#### Written exercise
Copy exactly the run of lines that begins at the line with "Query: arch opening" and ends at the final line of the entries.

________________________

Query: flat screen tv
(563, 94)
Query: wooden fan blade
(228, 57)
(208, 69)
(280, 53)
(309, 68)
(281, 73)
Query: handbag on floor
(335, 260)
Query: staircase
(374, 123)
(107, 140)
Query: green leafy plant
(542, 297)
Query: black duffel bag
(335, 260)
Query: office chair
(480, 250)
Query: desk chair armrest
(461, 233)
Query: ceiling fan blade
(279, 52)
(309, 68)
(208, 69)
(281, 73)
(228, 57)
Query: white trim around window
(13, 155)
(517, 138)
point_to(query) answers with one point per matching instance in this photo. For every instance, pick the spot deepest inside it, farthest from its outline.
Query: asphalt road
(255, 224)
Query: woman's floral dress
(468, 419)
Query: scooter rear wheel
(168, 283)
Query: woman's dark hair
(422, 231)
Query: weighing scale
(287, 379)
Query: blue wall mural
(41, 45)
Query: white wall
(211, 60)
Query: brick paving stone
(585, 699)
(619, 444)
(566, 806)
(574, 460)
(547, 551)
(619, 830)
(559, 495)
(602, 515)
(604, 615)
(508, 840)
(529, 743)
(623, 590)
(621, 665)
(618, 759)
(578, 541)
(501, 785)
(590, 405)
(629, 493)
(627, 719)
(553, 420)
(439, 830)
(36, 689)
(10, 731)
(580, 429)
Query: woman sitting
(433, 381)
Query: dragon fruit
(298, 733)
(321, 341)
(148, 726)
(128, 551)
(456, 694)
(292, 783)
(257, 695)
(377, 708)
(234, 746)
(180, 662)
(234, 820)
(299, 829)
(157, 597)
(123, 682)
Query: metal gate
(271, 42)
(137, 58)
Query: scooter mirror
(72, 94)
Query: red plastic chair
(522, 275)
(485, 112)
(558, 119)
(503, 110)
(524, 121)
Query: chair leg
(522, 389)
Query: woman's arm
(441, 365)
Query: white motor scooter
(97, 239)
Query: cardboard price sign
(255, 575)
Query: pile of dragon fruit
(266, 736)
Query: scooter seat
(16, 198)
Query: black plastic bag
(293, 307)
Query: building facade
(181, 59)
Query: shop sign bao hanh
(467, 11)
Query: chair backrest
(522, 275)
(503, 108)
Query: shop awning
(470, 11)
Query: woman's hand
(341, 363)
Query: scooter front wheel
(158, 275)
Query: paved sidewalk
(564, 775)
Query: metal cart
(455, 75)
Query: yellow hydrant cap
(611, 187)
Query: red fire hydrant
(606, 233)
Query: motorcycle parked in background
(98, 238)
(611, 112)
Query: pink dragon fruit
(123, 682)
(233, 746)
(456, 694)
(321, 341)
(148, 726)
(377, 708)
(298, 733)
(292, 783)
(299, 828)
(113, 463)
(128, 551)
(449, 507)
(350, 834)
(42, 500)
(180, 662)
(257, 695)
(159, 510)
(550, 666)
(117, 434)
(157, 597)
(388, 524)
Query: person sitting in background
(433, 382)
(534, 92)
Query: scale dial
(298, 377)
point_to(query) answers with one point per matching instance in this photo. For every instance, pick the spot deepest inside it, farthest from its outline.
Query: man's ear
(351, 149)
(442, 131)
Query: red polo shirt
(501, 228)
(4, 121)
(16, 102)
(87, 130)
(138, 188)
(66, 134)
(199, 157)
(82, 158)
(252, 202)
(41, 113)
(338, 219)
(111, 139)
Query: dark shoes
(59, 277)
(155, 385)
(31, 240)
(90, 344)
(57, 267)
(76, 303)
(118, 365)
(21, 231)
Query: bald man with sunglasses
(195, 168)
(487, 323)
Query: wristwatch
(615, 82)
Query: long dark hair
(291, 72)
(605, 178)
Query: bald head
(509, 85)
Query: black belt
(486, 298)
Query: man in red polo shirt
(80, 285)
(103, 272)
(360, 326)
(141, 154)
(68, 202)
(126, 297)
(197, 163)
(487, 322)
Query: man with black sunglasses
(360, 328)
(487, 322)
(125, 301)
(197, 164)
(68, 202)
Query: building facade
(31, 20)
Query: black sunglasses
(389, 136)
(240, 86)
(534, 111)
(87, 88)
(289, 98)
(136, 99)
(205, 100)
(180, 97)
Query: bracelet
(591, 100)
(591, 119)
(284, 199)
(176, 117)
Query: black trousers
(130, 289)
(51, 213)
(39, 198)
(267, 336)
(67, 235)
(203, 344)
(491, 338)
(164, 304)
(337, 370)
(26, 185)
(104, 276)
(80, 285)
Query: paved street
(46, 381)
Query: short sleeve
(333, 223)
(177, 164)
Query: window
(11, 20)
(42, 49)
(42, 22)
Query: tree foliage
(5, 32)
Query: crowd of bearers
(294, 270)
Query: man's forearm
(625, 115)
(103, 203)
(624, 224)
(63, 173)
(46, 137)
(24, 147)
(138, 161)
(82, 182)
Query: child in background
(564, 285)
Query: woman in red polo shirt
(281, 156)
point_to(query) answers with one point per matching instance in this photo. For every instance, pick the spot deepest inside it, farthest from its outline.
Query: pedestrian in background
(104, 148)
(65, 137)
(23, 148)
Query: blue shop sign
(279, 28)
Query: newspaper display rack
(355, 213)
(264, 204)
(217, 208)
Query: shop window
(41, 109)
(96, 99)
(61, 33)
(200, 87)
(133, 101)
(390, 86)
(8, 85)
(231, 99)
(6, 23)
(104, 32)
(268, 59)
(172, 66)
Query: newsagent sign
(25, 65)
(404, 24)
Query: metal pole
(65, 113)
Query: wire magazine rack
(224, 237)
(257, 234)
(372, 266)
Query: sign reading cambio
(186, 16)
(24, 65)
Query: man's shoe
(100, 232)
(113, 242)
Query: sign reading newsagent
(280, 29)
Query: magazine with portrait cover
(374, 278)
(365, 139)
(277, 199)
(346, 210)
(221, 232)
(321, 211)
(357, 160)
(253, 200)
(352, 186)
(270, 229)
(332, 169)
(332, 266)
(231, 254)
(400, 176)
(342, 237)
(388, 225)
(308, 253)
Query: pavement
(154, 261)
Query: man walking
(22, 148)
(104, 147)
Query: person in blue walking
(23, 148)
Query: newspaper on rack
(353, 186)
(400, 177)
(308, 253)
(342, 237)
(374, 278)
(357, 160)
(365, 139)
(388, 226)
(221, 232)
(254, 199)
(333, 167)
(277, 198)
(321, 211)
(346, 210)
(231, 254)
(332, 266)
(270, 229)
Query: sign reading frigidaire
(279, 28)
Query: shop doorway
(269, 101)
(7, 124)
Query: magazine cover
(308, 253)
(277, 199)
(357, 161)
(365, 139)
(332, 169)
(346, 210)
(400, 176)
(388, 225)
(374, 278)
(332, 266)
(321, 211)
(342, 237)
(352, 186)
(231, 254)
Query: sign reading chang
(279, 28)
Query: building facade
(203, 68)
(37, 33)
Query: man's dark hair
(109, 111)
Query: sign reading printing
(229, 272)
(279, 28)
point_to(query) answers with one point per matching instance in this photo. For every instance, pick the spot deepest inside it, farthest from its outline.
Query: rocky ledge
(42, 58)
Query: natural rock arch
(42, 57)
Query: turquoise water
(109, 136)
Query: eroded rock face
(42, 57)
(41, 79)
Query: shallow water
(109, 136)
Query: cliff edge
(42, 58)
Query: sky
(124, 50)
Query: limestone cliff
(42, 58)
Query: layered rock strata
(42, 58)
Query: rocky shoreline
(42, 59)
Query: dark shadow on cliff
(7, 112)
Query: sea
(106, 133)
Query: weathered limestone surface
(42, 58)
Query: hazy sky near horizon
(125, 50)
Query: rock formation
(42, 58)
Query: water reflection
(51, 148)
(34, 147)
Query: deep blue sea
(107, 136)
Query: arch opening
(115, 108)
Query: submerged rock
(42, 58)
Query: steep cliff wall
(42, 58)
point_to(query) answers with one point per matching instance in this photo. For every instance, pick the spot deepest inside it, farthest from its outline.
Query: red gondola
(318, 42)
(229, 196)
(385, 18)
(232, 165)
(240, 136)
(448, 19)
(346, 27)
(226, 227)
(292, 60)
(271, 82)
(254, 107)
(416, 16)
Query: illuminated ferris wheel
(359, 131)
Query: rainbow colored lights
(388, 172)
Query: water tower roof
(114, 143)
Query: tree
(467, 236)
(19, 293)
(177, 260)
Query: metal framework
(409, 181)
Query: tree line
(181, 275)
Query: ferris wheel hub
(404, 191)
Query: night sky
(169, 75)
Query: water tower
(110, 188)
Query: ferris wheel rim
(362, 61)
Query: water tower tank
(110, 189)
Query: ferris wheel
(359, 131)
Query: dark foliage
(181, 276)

________________________

#### Finished task
Query: arch opening
(115, 108)
Query: submerged rock
(42, 58)
Query: steep cliff wall
(42, 58)
point_to(query) answers with one point per matching instance in this photo. For every instance, pick the spot deepest inside it, farthest from its outline.
Query: red gondola
(318, 42)
(229, 196)
(385, 18)
(232, 165)
(240, 136)
(448, 19)
(346, 27)
(226, 227)
(292, 60)
(271, 82)
(254, 107)
(416, 16)
Query: illuminated ferris wheel
(359, 131)
Query: rainbow colored lights
(388, 172)
Query: water tower roof
(114, 143)
Query: tree
(467, 236)
(19, 293)
(177, 260)
Query: metal framework
(409, 181)
Query: tree line
(181, 275)
Query: ferris wheel hub
(404, 191)
Query: night sky
(169, 75)
Query: water tower
(110, 188)
Query: ferris wheel rim
(362, 61)
Query: water tower tank
(110, 189)
Query: ferris wheel
(359, 131)
Query: dark foliage
(181, 276)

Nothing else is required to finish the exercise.